Но, как указывает американский историк Р.Дурден, республиканцы думали совсем не о свободе или защите интересов негров, более того, они сами были расистами ([65] р.363). Они даже составили план по депортации 600 000 негров обратно в Африку и всерьез собирались его осуществить, несмотря на существенные издержки (100 миллионов долларов) по его реализации ([65] р.367). Сенатор-республиканец Вэйд предлагал создать резервацию для негров на американском Диком Западе, а сенатор Дулитл — переместить их всех в Латинскую Америку ([65] рр.373, 383). Республиканскую партию волновало исключительно благополучие белых граждан США и угроза этому благополучию со стороны негритянской иммиграции. Как она писала в своей программе, опубликованной накануне гражданской войны, «существование рабства в любом штате приводит к выживанию из него белой расы, во-первых, поскольку оно закрывает тысячу возможностей получать достойный заработок… и, во-вторых, поскольку любой ручной труд становится унизительным занятием. Можно ли найти что-либо большее, что было бы в интересах человека белой расы, чем обеспечение ему спокойного владения новыми территориями, тем самым положив конец этому преследованию его по пятам бандами негритянских рабов, которые изгоняют его из все новых и новых штатов» ([65] р.365).
Как видим, высказывания, которые использовали Республиканская партия и Авраам Линкольн, были похлеще, чем лозунги националистических партий в современной Европе. Но цель и тех, и других одна и та же: борьба с несправедливой конкуренцией. Попробуйте в приведенной цитате заменить слово «рабство» на слово «нелегальная иммиграция», а слово «негры» на «нелегальные иммигранты», — и Вы увидите, что ее вполне можно было бы сегодня вставить в программу радикального движения против нелегальной иммиграции.

**Требования**
1. Измените отрывок: приведите его часть от слов "Как видим, высказывания, которые" до слов "против нелегальной иммиграции." включительно, поставив "резче" на место "похлеще".
2. Ответьте по отрывку:
(а) Во сколько долларов оценивались издержки плана депортации негров в Африку?
(б) Какой сенатор-республиканец предлагал создать резервацию для негров на Диком Западе?
(в) Какое слово в цитате предлагается заменить на «нелегальная иммиграция»?

**Исходные данные**

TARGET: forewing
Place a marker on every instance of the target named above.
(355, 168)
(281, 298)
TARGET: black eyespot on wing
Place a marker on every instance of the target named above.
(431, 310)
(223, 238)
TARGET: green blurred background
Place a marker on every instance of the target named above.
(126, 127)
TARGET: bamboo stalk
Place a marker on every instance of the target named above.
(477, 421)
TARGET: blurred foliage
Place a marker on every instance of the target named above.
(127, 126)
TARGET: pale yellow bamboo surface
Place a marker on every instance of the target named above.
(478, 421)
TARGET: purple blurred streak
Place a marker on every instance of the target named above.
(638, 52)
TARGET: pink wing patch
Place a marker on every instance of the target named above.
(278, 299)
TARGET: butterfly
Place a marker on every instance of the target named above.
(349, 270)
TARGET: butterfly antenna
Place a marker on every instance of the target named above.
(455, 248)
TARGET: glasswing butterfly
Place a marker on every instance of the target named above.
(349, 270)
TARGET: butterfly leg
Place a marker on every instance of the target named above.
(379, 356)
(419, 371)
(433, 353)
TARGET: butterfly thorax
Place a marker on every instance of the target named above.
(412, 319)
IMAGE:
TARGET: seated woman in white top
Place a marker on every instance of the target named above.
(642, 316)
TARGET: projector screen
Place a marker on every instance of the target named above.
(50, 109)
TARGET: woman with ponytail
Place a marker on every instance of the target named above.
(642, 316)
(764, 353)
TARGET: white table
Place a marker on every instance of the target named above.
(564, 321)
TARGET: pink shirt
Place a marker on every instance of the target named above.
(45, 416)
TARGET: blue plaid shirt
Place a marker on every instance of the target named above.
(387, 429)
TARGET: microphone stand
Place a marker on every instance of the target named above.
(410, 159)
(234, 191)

**Ответы по порядку**
1.
Как видим, высказывания, которые использовали Республиканская партия и Авраам Линкольн, были резче, чем лозунги националистических партий в современной Европе. Но цель и тех, и других одна и та же: борьба с несправедливой конкуренцией. Попробуйте в приведенной цитате заменить слово «рабство» на слово «нелегальная иммиграция», а слово «негры» на «нелегальные иммигранты», — и Вы увидите, что ее вполне можно было бы сегодня вставить в программу радикального движения против нелегальной иммиграции.

2.
(а) В 100 миллионов долларов.
(б) Вэйд.
(в) «Рабство».